Goal of the exercise: According to the article "You Have a Purpose!" below, why can we, too, trust God's will? Answer in one to three sentences.

START Passage shown

You Have a Purpose!

PROBABLY all of us have times when it's not clear what the future holds or what we are meant to do or be. We may long to pursue a particular interest but can't seem to make a living and also develop our talents. Yet there is a way for us to feel a sense of purpose even as we strive toward a fuller understanding of our personal and professional goals.

The key to our efforts is the Bible. The book of Proverbs urges: ``Trust in the Lord with all thine heart; and lean not unto thine own understanding. In all thy ways acknowledge him, and he shall direct thy paths'' (3:5, 6).

Joseph, Moses, Nehemiah, Gideon, Esther, Ruth, Deborah--this only begins to list the men and women in the Bible whose trust in God enriched their lives! One thing that has helped me at times when I've felt uncertain about the future is that some of these individuals had doubts and questions as they went along their paths of life, too. But they stayed with what they knew of God, and they experienced His care for them.

All of them learned the importance of trusting God's will rather than relying on human force or influence to manipulate things to turn out the way they wanted them to. This willingness to trust God gave them the spiritual inspiration needed to make the right choices when their prospects looked bleak.

We, too, can trust God's will because the Bible's message, especially in the New Testament, makes clear that God is Love and that His purpose for man is always good. Christ Jesus' life illustrates very clearly how living in harmony with God enables us to surmount whatever might seem to be holding us back.

When Jesus first taught where he grew up, Matthew's Gospel tells us, everyone knew he was ``the carpenter's son'' (13:55). Given this background, he certainly would not be thought of as having the potential to be a great preacher or as the one who would best express Christ to the world. Yet Christ Jesus' recognition of man's inseparability from God was so clear that he could confidently say, ``I and my Father are one'' (John 10:30).

Because man is inseparable from God, we each can affirm that we are ideas of the divine Mind, God. As such, we have a complete and fully spiritual identity known to God, which is revealed to us as we trust our lives to His care. Mary Baker Eddy, the Discoverer and Founder of Christian Science, brings out this human and divine coincidence in her little book Retrospection and Introspection. Explaining that no one can ever take another's place, she writes, ``Each individual must fill his own niche in time and eternity'' (p. 70).

END Passage shown
START Information

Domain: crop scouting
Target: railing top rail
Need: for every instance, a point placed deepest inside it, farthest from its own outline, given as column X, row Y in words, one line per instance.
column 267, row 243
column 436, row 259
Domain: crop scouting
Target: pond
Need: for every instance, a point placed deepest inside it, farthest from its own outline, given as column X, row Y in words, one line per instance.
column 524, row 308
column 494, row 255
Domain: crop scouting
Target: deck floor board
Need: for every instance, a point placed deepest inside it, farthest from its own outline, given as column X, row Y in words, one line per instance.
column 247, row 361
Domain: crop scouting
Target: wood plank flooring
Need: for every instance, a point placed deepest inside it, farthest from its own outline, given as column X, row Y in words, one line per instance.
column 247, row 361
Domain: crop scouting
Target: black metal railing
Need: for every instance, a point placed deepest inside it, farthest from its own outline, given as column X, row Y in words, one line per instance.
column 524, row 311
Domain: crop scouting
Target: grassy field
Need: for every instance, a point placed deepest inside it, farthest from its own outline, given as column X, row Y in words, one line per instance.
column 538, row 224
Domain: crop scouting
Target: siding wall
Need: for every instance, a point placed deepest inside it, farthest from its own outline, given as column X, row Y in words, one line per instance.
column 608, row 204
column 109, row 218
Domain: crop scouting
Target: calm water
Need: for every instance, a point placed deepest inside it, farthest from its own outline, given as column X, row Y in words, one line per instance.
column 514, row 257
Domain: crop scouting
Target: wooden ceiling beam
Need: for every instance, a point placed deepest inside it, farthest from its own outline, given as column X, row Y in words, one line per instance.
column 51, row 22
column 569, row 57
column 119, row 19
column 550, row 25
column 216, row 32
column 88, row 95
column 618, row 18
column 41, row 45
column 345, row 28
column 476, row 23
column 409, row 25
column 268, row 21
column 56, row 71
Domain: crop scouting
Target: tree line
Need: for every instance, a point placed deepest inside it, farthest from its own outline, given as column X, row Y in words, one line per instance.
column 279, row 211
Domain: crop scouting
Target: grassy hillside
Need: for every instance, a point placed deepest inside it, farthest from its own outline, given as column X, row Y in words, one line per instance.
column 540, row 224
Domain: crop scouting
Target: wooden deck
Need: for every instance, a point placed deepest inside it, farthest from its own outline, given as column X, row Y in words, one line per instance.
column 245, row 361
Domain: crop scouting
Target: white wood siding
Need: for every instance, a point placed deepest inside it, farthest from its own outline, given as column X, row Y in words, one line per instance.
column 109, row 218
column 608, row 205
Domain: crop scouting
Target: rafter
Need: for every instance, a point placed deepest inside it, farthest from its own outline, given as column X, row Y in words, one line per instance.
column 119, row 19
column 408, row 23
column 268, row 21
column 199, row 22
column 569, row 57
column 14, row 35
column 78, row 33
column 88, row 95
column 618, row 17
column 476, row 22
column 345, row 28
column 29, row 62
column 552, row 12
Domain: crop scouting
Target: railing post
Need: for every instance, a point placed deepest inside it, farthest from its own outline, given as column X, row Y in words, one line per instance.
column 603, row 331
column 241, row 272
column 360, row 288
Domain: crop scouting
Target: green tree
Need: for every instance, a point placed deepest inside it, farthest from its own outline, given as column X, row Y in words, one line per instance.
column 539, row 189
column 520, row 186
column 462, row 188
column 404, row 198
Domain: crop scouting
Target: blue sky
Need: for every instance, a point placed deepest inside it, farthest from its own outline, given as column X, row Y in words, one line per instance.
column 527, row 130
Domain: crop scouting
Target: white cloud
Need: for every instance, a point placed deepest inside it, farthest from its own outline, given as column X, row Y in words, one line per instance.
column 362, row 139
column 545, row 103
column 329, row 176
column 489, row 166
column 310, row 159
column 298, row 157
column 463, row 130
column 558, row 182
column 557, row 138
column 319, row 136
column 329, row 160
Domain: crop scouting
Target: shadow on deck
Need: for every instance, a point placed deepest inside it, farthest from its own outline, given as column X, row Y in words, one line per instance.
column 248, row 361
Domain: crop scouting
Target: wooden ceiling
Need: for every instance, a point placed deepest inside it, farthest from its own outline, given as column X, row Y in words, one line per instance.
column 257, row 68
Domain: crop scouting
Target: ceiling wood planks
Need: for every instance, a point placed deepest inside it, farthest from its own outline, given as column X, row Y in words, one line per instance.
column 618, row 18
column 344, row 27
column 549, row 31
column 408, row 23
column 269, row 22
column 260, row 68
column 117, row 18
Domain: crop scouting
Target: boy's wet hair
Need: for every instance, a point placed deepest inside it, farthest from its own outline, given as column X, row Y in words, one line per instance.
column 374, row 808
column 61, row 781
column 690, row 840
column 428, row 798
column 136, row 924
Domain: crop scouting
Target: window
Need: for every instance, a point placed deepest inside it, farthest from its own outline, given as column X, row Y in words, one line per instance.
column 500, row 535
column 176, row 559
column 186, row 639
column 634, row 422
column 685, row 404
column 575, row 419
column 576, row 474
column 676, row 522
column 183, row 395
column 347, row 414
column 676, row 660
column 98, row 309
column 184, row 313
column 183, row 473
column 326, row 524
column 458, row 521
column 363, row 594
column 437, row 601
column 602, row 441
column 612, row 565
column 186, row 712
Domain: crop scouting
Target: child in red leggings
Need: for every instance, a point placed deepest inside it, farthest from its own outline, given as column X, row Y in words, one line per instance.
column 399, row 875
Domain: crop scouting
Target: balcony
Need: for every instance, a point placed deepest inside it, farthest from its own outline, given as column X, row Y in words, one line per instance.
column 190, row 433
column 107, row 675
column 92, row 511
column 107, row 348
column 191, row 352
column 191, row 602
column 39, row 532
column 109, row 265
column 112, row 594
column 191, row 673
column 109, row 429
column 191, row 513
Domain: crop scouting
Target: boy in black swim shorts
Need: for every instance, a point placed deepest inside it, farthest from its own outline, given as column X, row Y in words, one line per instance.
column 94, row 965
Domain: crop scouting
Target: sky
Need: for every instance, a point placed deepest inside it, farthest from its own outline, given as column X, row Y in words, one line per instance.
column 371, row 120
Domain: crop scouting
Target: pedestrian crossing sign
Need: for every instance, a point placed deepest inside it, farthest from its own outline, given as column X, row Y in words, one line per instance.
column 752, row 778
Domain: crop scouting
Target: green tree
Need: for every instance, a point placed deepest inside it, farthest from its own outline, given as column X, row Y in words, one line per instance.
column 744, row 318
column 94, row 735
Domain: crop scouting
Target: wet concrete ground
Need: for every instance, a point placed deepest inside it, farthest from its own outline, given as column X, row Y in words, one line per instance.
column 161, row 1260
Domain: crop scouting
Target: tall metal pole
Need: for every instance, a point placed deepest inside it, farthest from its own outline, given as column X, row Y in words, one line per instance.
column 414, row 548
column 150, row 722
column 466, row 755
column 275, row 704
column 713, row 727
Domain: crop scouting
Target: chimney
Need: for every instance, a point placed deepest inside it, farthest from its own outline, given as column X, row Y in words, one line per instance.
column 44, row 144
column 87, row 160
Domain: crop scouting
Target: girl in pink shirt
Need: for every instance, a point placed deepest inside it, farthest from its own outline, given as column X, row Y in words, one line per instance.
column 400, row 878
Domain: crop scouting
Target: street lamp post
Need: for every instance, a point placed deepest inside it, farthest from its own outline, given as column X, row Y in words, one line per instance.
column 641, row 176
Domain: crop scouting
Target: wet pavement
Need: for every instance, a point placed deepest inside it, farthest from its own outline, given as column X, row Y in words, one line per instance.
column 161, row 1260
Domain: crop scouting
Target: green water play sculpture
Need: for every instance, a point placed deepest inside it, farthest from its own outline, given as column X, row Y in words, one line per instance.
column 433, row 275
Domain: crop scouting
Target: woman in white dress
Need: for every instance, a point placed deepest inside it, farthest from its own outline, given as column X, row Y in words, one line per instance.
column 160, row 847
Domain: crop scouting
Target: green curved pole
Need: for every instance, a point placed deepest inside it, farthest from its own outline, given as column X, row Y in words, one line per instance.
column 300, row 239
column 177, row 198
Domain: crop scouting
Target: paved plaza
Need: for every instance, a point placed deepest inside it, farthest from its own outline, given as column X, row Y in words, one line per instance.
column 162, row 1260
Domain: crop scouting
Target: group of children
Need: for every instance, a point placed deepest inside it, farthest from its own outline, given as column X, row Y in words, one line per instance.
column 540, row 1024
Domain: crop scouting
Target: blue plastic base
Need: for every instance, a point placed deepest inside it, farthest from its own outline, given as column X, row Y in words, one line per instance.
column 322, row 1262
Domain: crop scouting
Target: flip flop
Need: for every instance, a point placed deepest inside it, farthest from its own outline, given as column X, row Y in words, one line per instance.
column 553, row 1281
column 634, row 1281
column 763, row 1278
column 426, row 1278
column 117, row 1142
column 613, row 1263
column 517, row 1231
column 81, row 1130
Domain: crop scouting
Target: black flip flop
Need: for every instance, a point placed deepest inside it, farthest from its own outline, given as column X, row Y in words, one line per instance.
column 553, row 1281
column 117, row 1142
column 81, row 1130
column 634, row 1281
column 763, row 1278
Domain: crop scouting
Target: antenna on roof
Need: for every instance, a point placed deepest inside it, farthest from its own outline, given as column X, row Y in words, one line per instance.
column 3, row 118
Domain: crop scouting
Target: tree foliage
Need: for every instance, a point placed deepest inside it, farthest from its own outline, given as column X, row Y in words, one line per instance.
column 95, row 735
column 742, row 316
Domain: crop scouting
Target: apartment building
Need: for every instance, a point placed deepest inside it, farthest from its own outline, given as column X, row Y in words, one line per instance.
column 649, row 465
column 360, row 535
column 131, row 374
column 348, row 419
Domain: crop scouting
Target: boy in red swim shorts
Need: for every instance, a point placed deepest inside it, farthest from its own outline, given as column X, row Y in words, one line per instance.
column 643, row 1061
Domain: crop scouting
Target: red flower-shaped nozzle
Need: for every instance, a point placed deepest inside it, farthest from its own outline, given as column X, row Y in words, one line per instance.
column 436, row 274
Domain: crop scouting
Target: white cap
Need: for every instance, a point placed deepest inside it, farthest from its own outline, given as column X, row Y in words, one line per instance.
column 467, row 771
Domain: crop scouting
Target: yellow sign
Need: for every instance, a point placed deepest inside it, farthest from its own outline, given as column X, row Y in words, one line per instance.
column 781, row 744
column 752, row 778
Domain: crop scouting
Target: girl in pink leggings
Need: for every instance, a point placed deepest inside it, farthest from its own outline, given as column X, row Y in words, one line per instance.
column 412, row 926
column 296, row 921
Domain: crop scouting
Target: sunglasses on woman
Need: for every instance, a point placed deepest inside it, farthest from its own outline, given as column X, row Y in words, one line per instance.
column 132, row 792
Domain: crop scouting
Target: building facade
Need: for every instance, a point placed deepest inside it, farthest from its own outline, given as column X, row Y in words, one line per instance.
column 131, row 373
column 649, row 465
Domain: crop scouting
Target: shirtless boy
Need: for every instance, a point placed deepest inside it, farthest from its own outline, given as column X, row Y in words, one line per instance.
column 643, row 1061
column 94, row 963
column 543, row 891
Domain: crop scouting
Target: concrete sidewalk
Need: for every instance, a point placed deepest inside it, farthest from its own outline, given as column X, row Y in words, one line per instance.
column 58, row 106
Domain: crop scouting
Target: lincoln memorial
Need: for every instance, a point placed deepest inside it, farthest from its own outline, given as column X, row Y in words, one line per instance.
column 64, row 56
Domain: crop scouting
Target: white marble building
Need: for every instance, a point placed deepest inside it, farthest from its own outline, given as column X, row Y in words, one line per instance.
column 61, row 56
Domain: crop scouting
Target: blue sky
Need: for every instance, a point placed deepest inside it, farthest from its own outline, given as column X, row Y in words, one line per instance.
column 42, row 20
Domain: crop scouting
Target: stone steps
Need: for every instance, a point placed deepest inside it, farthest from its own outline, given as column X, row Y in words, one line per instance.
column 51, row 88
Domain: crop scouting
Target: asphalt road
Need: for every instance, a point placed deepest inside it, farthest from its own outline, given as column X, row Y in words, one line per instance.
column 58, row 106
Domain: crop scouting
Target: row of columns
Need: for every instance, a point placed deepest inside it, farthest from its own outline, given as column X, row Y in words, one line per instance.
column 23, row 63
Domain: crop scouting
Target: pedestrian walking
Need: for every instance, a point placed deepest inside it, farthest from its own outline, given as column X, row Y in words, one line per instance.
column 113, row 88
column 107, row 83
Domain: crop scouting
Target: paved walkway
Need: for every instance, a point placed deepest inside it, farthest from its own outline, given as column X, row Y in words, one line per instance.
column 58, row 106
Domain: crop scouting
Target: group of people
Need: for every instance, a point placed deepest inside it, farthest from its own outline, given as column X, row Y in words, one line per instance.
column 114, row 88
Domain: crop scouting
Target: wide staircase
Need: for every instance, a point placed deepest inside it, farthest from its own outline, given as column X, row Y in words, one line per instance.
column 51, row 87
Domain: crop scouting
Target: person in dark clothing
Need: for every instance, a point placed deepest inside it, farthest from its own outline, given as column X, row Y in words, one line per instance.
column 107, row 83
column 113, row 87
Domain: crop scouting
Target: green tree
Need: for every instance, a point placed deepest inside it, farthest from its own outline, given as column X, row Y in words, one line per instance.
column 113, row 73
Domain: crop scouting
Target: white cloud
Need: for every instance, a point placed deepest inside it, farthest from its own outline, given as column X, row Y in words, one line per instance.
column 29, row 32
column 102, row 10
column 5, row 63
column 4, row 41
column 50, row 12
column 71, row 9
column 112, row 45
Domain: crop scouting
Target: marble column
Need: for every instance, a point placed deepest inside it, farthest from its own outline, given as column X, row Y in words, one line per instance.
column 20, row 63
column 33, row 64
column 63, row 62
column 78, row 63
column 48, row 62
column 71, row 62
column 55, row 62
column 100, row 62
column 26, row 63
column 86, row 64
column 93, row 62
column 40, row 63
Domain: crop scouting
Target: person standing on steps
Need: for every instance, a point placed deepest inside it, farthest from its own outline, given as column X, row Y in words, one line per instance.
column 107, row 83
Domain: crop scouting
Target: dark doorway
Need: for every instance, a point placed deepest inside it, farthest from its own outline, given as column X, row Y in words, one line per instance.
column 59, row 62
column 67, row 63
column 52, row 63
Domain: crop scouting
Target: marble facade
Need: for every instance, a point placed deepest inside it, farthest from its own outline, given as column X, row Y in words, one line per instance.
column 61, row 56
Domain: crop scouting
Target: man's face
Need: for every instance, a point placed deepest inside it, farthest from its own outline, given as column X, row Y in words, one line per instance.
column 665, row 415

END Information

Answer to the problem: We can trust God's will because the Bible's message, especially in the New Testament, makes clear that God is Love. It also makes clear that His purpose for man is always good.